:: Set task ::
Write out the listing in full, matching it word for word.

══════════════════════════════

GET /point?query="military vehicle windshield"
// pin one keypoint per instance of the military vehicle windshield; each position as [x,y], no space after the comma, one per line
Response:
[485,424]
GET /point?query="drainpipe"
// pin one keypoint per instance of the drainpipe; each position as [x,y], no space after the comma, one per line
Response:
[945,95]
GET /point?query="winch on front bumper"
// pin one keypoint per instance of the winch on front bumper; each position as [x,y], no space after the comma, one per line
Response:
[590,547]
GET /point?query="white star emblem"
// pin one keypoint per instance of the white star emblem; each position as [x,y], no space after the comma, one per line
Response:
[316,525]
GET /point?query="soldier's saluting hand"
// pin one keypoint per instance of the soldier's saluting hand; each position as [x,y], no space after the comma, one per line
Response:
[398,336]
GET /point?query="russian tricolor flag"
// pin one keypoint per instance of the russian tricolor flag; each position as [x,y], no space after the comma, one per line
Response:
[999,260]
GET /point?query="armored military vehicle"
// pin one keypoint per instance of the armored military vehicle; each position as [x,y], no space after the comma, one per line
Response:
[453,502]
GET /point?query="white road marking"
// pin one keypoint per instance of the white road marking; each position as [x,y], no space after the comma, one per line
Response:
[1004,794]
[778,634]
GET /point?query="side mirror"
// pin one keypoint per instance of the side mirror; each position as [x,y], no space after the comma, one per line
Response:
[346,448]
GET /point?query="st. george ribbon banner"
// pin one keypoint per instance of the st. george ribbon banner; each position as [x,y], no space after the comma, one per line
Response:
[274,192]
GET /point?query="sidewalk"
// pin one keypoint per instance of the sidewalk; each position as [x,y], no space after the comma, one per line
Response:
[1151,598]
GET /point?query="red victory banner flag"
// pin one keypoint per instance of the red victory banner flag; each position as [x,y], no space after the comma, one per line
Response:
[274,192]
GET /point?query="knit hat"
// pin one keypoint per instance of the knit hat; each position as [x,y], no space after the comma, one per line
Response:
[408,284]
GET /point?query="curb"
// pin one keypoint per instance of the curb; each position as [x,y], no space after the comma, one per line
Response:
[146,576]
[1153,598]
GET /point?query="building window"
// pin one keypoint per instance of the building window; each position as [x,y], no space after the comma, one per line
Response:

══════════════════════════════

:: Result below ::
GET /point?query="military vehicle windshield"
// pin one keypoint per instance of the military vehicle windshield; each position as [x,y], no space after the comma, one per line
Response:
[485,424]
GET /point?query="drainpipe"
// pin one keypoint per instance of the drainpipe; each position as [x,y], no space after the comma, one per line
Response:
[945,95]
GET /point?query="winch on front bumper"
// pin one keypoint per instance of the winch on front bumper; each position as [x,y], no space after the comma, one per line
Response:
[590,547]
GET /point?query="white star emblem"
// pin one keypoint per instance of the white star emblem; each position as [x,y], no space after the comma, one per line
Response:
[316,525]
GET /point?query="soldier's saluting hand"
// pin one keypoint per instance of the soldier's saluting hand; each position as [x,y], no space after the comma, one per line
Response:
[398,336]
GET /point?query="russian tricolor flag"
// pin one keypoint per instance of the russian tricolor flag; each position as [x,y], no space after the comma, one per line
Response:
[999,260]
GET /point?query="armored military vehicle"
// pin one keypoint per instance of the armored military vehicle; each position as [x,y], no space after the comma, one per line
Response:
[453,502]
GET /point?query="white road marking"
// pin one keypoint per instance of the white road marking; each position as [x,y], no space after the comma, one per line
Response:
[1004,794]
[778,634]
GET /point?query="side mirror"
// pin one keypoint per instance of the side mirror; each position as [x,y], no space after the comma, one per line
Response:
[346,448]
GET /point?query="st. george ribbon banner"
// pin one keypoint per instance of the st. george ribbon banner; each position as [x,y], no space after the comma, one per line
Response:
[274,192]
GET /point?query="sidewalk"
// pin one keypoint per instance of the sidewalk; each position as [x,y], no space after the comma, one per line
Response:
[1151,598]
GET /point?query="red victory banner flag"
// pin one keypoint per instance of the red victory banner flag; each position as [x,y], no space after the comma, one per line
Response:
[274,192]
GET /point?query="knit hat"
// pin one keypoint per instance of the knit hat; each position as [x,y], no space after the comma, one per line
Response:
[408,284]
GET /point?query="curb"
// pin one keypoint per instance of the curb; each position as [x,y], no space after the comma, one per line
Response:
[146,576]
[1153,598]
GET /point?query="building window"
// pin one keypoint per instance of the building window; each position as [x,y], no space after the comma, one per line
Response:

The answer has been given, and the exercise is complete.